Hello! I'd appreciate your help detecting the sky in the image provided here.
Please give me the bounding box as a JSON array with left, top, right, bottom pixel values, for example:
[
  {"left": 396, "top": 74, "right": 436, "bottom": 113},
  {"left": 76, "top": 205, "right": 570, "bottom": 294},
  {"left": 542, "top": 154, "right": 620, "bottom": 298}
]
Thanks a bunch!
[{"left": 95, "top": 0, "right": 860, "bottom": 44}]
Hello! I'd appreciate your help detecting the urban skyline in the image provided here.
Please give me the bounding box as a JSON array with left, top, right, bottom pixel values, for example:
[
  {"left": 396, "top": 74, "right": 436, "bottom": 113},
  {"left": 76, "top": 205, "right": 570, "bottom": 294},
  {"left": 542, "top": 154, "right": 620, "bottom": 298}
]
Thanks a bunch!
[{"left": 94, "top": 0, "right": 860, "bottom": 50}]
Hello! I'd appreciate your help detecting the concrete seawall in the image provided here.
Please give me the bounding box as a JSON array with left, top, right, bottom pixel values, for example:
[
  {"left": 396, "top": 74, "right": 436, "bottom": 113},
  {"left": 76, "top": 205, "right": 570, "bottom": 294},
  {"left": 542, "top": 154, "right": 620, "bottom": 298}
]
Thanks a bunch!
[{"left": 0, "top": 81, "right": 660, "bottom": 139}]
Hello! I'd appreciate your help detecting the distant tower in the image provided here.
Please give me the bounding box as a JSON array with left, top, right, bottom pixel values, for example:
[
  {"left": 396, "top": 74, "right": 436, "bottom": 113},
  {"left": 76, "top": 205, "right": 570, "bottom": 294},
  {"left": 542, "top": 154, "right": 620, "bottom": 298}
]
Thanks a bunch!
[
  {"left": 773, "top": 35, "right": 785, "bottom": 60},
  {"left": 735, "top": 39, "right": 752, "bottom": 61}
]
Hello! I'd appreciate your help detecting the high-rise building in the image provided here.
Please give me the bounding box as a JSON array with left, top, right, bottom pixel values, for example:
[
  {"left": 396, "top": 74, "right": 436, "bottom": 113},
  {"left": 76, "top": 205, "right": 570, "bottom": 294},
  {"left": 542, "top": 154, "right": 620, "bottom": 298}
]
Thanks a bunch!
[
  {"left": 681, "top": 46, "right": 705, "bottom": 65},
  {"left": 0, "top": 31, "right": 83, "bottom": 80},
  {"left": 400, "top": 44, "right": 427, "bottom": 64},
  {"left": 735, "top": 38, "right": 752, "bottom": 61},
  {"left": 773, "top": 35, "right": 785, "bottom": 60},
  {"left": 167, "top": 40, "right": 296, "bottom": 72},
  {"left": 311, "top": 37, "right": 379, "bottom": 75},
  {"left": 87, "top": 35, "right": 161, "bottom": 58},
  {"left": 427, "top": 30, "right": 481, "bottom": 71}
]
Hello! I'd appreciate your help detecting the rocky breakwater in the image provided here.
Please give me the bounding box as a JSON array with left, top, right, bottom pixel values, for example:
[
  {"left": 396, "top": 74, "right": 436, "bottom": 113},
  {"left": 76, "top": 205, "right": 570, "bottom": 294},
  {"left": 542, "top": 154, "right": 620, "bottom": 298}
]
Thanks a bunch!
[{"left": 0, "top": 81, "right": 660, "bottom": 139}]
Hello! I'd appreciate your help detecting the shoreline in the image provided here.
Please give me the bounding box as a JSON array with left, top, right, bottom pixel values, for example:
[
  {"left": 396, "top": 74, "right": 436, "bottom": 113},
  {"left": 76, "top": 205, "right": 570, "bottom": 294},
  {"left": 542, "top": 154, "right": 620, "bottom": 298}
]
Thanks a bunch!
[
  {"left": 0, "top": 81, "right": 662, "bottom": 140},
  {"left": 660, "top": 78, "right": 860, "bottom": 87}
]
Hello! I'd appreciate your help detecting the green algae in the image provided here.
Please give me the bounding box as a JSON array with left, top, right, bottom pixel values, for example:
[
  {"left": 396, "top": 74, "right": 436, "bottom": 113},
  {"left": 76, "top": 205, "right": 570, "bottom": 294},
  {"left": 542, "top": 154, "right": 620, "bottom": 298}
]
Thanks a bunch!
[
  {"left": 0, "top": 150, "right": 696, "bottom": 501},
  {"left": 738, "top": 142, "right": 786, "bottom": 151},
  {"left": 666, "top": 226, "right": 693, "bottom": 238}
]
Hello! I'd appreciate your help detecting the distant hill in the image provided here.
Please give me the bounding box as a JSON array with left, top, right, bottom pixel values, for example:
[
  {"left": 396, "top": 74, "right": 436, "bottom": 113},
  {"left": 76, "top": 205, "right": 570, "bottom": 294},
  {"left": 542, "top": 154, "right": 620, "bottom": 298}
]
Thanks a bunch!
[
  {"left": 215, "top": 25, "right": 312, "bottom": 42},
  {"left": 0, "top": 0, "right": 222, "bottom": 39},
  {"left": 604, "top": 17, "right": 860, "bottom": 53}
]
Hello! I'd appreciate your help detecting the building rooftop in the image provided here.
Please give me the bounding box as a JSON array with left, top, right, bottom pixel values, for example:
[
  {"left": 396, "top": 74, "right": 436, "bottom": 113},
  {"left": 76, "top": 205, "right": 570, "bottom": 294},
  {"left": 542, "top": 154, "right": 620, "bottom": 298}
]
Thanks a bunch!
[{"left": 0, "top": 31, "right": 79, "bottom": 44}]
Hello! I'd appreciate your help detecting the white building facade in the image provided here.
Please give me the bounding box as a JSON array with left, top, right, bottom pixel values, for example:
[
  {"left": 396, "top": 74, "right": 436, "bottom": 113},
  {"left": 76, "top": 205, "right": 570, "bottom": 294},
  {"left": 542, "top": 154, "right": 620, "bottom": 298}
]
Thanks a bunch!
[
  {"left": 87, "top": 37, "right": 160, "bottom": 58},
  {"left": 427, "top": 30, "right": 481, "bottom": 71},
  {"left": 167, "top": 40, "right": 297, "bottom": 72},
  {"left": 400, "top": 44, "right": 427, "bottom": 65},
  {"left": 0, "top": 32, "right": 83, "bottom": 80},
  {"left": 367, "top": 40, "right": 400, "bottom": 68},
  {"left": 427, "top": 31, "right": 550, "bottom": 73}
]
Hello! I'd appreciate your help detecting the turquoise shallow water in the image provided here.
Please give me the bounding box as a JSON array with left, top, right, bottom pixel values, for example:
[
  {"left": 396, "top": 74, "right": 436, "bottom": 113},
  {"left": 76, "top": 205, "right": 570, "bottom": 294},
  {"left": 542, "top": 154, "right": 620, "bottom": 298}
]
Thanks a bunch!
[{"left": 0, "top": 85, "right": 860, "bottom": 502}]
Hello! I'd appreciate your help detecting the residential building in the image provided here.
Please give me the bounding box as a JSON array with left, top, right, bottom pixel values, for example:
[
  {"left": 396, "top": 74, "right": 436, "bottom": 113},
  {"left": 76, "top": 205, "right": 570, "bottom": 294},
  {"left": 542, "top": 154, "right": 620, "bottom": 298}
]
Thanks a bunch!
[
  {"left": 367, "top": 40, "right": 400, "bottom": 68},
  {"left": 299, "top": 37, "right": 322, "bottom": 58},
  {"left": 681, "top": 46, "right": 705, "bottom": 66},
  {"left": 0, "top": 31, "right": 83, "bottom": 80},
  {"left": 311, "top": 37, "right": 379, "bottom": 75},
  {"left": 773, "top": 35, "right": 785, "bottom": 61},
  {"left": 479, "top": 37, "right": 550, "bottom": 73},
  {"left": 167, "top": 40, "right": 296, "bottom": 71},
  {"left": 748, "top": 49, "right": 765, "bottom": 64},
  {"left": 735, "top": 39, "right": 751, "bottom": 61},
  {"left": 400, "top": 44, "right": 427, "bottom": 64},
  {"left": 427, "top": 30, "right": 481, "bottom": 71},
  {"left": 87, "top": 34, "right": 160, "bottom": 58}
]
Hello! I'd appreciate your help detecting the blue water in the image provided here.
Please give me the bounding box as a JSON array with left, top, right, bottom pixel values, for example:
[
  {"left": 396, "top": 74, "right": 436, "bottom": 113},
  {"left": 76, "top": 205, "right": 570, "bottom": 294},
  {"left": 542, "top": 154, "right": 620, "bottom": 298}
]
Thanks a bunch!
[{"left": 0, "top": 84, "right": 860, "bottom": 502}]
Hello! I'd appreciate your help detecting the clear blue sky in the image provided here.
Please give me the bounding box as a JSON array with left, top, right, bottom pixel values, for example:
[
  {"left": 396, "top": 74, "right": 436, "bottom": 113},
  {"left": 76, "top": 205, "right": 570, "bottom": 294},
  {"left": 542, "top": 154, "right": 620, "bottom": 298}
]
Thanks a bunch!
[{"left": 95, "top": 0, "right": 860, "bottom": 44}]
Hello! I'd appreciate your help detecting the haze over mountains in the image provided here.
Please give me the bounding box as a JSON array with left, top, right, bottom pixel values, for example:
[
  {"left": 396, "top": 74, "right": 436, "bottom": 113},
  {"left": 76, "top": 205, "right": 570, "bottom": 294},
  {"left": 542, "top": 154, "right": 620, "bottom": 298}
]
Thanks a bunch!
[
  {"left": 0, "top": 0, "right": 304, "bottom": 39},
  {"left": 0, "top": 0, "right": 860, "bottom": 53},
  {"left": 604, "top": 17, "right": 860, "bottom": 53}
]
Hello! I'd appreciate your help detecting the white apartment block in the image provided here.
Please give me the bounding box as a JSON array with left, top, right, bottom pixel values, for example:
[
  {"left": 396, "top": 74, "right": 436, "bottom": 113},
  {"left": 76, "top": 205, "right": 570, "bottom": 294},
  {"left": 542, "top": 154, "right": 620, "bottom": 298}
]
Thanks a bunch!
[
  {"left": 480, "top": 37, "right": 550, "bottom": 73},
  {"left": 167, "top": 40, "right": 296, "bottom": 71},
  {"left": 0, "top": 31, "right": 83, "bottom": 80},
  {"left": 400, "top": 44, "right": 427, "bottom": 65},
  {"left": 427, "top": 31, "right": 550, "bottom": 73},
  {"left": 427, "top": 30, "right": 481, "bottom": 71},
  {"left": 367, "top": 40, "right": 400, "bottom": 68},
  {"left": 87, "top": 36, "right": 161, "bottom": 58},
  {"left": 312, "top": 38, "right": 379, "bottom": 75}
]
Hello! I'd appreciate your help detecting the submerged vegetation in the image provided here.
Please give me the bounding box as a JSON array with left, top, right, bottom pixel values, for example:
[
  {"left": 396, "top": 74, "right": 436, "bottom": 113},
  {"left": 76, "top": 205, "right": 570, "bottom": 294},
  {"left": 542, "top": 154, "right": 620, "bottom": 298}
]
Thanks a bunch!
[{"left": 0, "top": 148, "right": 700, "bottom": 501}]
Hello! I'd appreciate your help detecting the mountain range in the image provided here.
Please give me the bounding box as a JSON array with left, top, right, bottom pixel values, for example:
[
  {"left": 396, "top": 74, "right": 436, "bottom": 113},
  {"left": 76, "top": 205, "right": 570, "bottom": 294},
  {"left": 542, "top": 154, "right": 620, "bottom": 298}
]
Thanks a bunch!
------------------------------
== TASK OBJECTIVE ==
Rewrite everything from the line containing "Hello! I'd appreciate your help detecting the mountain" down to the end of the data as a numbered list, one line per item, leaving out any blank lines.

== EXPECTED ANSWER ==
1. Hello! I'd appreciate your help detecting the mountain range in the image provided here.
2. Please give me the bounding box as a JSON array with left, top, right, bottom pixel values, for example:
3. [
4.   {"left": 396, "top": 74, "right": 436, "bottom": 113},
5.   {"left": 76, "top": 205, "right": 570, "bottom": 294},
6.   {"left": 542, "top": 154, "right": 620, "bottom": 298}
7. ]
8. Thanks a bunch!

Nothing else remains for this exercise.